▸ Given instruction 1
Retype word for word the part of the Revised Statutes preface that opens with the words containing "It will be perceived" and closes with "a declaratory form.".
▸ Given instruction 2
Extend the Revised Statutes preface by writing what would come next after its final sentence.

▸ Selected passage
[Begin]

It is also proper to apprize the reader, that he is not to expect in this work, all the law upon the subjects treated of in the Revised Statutes. The Titles and Articles enumerated in the Analysis prefixed to the first volume, may be said to exhibit an outline, nearly perfect, of the principal heads of the common as well as the statute law; whilst the statutory provisions concerning many of them, form but a small portion of our law upon the given subject.
It will be perceived that various provisions of the constitutions of this state and of the United States, have been incorporated in the statutes relating to the same subjects. These constitutional provisions are uniformly inserted in a declaratory form.
Throughout the work, references will be found to the statutes heretofore passed, containing provisions analogous to those in the Revised Statutes. But it must not be inferred from any such reference, that the former statute has been literally copied, or even substantially adopted. On the contrary, whenever a provision on the same subject could be found in a former statute, it has been invariably referred to, for the purpose of enabling the reader to ascertain the prior law; though in many cases that law is either only partially retained, or is wholly abrogated, or a principle directly the reverse is adopted, by the provision to which the reference is subjoined. In most cases a reference is added to each section, indicating the particular part of the former statute upon which the section is founded. But where a chapter, title, or article, or several sections, are founded upon a single act, that act, only, has sometimes been referred to, without designating its particular parts. With these exceptions, those sections of the Revised Statutes to which no references are subjoined, will generally be found to be entirely new as statutory provisions.

[End]

(Contour labeling entries)
[Begin]

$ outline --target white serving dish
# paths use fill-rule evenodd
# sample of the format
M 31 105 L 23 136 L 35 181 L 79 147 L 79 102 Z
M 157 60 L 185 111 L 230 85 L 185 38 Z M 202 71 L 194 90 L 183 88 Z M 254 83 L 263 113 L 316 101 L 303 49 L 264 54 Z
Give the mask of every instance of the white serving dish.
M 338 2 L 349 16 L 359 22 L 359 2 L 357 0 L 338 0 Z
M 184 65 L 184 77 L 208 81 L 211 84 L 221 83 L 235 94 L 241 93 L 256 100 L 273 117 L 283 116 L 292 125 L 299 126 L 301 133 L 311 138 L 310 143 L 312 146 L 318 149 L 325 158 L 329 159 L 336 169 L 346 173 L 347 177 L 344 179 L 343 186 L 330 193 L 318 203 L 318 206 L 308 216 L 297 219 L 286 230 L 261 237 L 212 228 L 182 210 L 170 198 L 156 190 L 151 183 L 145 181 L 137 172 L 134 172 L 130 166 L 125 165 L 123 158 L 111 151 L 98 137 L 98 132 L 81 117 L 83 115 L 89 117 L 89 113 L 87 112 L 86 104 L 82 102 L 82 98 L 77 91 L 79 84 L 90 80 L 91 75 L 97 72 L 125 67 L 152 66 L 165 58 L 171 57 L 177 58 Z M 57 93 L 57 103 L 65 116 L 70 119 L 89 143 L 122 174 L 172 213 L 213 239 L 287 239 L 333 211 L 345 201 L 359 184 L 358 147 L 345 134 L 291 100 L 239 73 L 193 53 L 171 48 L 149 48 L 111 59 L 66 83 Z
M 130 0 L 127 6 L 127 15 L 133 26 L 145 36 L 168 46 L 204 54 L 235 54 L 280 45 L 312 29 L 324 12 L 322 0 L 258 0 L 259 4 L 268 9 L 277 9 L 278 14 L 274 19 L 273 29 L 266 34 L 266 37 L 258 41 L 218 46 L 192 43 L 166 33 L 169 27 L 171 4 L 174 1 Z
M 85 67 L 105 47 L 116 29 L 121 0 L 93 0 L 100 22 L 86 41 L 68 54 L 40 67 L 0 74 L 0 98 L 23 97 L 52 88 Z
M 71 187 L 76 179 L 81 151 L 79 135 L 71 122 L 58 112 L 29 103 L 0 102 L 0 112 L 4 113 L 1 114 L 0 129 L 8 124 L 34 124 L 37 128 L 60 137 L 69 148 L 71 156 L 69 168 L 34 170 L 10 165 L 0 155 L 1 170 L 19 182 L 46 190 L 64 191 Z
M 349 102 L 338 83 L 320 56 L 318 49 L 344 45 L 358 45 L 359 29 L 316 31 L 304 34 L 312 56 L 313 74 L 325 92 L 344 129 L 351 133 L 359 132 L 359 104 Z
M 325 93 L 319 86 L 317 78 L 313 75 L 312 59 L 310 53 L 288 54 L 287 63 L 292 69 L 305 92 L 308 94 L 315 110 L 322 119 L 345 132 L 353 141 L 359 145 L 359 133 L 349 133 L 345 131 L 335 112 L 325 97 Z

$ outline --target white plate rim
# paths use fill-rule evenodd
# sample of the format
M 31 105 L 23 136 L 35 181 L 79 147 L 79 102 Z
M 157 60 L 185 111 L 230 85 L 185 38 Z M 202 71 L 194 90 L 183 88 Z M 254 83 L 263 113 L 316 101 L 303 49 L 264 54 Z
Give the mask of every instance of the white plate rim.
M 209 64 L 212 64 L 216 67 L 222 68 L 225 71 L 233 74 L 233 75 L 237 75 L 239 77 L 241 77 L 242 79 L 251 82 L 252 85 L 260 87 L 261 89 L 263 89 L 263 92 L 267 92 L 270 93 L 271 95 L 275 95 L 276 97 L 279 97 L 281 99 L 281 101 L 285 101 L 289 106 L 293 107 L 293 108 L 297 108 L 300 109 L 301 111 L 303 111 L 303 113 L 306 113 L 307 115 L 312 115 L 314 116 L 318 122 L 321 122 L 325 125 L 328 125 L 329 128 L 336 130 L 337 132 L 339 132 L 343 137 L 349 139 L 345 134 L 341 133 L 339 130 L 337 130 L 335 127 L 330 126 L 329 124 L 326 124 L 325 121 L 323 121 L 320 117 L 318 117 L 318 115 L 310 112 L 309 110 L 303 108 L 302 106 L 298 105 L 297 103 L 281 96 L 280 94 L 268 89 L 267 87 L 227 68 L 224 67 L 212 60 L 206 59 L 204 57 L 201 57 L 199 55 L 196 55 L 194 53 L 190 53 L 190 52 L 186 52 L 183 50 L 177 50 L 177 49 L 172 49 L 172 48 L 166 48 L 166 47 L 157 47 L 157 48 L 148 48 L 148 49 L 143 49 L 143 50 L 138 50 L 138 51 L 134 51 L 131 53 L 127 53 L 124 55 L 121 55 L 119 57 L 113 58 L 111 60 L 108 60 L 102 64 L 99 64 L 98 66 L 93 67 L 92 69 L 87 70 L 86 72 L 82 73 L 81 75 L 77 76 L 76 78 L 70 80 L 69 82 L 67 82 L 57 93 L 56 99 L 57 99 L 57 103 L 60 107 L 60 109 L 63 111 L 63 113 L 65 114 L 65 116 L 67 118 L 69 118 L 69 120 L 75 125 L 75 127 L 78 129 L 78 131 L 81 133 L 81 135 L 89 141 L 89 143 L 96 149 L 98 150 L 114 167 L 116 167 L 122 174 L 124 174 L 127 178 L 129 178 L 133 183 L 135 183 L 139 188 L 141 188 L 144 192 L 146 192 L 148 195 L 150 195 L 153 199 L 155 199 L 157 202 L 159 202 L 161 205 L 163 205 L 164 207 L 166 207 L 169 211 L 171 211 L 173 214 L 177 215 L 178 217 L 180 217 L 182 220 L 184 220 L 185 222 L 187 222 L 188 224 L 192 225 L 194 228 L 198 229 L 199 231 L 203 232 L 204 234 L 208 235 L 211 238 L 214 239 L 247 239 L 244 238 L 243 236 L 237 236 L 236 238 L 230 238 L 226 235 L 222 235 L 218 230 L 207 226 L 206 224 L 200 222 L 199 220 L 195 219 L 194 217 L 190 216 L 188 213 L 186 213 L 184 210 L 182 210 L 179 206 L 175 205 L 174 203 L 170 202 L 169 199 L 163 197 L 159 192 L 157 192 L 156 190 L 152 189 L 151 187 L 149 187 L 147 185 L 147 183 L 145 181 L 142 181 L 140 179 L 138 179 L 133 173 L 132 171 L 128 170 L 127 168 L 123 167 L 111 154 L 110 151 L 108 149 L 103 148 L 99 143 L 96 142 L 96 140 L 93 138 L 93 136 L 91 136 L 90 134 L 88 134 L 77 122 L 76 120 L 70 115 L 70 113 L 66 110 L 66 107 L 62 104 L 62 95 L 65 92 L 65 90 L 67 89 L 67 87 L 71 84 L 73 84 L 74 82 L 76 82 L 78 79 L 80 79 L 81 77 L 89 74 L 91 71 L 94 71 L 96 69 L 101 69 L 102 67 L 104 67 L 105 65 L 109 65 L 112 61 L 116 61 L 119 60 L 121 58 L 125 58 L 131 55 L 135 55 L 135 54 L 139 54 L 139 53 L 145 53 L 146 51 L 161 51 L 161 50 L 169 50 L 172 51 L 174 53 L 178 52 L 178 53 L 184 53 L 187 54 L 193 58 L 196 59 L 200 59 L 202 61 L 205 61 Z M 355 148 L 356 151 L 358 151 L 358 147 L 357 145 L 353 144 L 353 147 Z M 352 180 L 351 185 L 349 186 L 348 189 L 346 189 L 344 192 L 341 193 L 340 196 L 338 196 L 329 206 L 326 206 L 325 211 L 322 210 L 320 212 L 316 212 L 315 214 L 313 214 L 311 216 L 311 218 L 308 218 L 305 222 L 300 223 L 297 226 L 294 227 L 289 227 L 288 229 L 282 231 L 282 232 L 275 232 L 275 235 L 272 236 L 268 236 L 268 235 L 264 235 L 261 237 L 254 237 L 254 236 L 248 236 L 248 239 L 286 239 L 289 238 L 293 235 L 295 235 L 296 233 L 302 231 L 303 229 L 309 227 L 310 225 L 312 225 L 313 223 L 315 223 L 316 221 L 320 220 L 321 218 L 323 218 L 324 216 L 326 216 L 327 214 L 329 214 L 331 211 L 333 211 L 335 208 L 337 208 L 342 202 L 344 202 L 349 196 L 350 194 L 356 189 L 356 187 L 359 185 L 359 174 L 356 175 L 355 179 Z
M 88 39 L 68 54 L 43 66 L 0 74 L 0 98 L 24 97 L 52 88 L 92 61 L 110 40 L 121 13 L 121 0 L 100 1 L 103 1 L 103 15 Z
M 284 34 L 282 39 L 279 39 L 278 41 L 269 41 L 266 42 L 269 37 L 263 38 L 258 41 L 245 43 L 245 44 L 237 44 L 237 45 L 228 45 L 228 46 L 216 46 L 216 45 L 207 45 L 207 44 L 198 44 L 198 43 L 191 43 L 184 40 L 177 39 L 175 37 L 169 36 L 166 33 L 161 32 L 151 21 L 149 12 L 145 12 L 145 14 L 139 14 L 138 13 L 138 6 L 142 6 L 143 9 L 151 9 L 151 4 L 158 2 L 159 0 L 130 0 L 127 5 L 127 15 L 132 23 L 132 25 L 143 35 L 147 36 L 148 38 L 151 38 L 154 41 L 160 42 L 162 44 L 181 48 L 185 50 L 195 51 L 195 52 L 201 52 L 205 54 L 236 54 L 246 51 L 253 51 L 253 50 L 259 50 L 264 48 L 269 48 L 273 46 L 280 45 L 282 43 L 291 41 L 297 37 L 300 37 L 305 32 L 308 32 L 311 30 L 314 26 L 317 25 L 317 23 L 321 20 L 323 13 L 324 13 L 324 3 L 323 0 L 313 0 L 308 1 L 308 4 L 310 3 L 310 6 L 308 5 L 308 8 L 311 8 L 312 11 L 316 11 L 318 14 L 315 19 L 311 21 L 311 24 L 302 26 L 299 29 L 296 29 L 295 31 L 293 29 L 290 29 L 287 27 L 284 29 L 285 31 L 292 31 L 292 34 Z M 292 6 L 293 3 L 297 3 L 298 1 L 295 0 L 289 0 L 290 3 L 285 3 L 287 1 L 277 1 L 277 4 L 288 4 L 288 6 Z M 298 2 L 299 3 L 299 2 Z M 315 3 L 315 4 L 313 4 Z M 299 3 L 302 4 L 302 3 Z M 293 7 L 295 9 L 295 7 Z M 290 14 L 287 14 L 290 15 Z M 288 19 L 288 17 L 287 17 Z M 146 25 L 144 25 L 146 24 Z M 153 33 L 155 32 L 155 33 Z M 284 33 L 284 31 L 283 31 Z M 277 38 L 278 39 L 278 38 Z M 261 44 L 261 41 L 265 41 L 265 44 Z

[End]

▸ Expected output 1
It will be perceived that various provisions of the constitutions of this state and of the United States, have been incorporated in the statutes relating to the same subjects. These constitutional provisions are uniformly inserted in a declaratory form.

▸ Expected output 2
In making these references the following abbreviations have been used : 1 R. L. or 2 R. L. refer to the Revised Laws of 1813, published in two volumes, by the Revisers, Messrs. Van Ness and WoodWORTH. The Session Laws of 1813, and of the subsequent sessions to 1828 inclusive, are referred to by the years in which they were passed; and the references are in all cases to the editions published by the state printer.
The work was prepared in detached parts, and was passed by two different legislatures. Hence a few provisions will be found in the earlier parts, sometimes apparently and sometimes really, incongruous with others contained in the parts last enacted; and expressions will sometimes be met with, referring to some rule of common or statute law, which is subsequently modified or abrogated. In some of these cases, the provisions first adopted, were left unaltered, for the purpose of protecting rights founded upon existing laws, or of continuing remedies and proceedings already commenced.
In the “act concerning the Revised Statutes,” and in the act to repeal certain acts and parts of acts,” both passed on the 10th of December 1828, and published in the third volume, will be found important rules of construction controlling the whole revision, and applicable more particularly,
1. To the effect of certain terms used in the Revised Statutes : 2. To those provisions which may be repugnant: and,
3. To the cases where statutes not revised nor repealed, refer to a statute which has been repealed or revised, or to a rule of law which has been abrogated or modified.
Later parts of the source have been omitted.